++++ PASSAGE

Edwin Chadwick
Quick Facts
Biography
Sir Edwin Chadwick KCB (24 January 1800 – 6 July 1890) was an English social reformer who is noted for his work to reform the Poor Laws and to improve sanitation and public health.
Early life
Edwin Chadwick was born in 1800 at Longsight, Manchester, to James Chadwick. His mother died when he was still a young child, yet to be named. His father, James Chadwick, tutored the scientist John Dalton in music and botany and was considered an advanced liberal politician, thus exposing young Edwin to political and social ideas. His grandfather, Andrew Chadwick, had been a close friend of the theologian John Wesley.
He began his education at a small school in Lancashire and moved to a boarding school in Stockport, where he studied until he was 10. When his family moved to London in 1810, Chadwick continued his education with the help of private tutors, his father and a great deal of self-teaching.

++++++++
++++ EXTRACTED INFORMATION

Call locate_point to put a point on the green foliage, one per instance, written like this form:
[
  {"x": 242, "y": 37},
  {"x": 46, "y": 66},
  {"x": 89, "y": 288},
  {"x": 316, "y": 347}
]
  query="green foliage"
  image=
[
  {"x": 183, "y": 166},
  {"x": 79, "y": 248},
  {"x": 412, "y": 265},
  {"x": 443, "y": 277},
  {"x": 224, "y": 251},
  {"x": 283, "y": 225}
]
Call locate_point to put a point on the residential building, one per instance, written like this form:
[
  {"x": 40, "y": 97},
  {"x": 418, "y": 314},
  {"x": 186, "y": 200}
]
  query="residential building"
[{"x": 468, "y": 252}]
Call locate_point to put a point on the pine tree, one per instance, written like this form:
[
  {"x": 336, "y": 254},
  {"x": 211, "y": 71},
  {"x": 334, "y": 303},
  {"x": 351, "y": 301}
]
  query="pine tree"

++++++++

> **EXERCISE REQUIREMENTS**:
1. Name every person mentioned in the Chadwick biography other than Edwin Chadwick himself.
2. Quote the Chadwick biography, starting with "He began his" and going on through "deal of self-teaching.".
The rows are not needed for this work.

> **EXERCISE SOLUTIONS**:
1. James Chadwick, John Dalton, Andrew Chadwick, John Wesley

2.
He began his education at a small school in Lancashire and moved to a boarding school in Stockport, where he studied until he was 10. When his family moved to London in 1810, Chadwick continued his education with the help of private tutors, his father and a great deal of self-teaching.